PASSAGE CITÉ —
● ● ●
Note de bas de page 23 :

Cf. Louis Destombes, « Tectonique numérique et mémoire. La construction comme représentation dans l’architecture de Jakob+Mac Farlane », dans Les controverses du monument, fabricA, hors série, Versailles Léav, 2018, p. 60-71. Cf. notamment le tableau comparatif, p. 64-65.

Enfin, entre la notion de nef et celle de tumulus, nous situerons la notion intermédiaire de podium, au sens semperien23 ; c’est un principe de localisation dans le paysage en tant qu’aire arasée ou de socle permettant un établissement surhaussé (c’est, par exemple, le cas des temples antiques). La chaussée des voies romaines, en tant que pavage continue, fait partie de cette notion de podium à titre d’extension linéaire ; nous avons la transformation d’une aire en un ruban continu.
● ● ●
DONNÉES FOURNIES —
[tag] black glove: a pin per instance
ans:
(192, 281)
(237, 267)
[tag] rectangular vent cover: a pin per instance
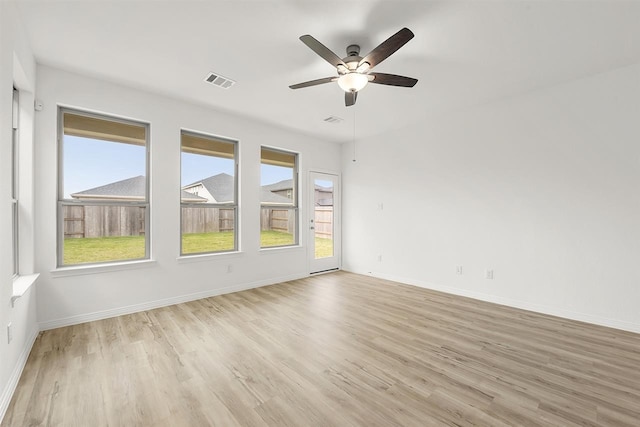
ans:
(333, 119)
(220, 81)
● ● ●
CONSIGNE — Recopiez intégralement le passage cité, sans en modifier un seul mot. Les données ne servent pas à cet exercice.

CORRIGÉ —
Note de bas de page 23 :

Cf. Louis Destombes, « Tectonique numérique et mémoire. La construction comme représentation dans l’architecture de Jakob+Mac Farlane », dans Les controverses du monument, fabricA, hors série, Versailles Léav, 2018, p. 60-71. Cf. notamment le tableau comparatif, p. 64-65.

Enfin, entre la notion de nef et celle de tumulus, nous situerons la notion intermédiaire de podium, au sens semperien23 ; c’est un principe de localisation dans le paysage en tant qu’aire arasée ou de socle permettant un établissement surhaussé (c’est, par exemple, le cas des temples antiques). La chaussée des voies romaines, en tant que pavage continue, fait partie de cette notion de podium à titre d’extension linéaire ; nous avons la transformation d’une aire en un ruban continu.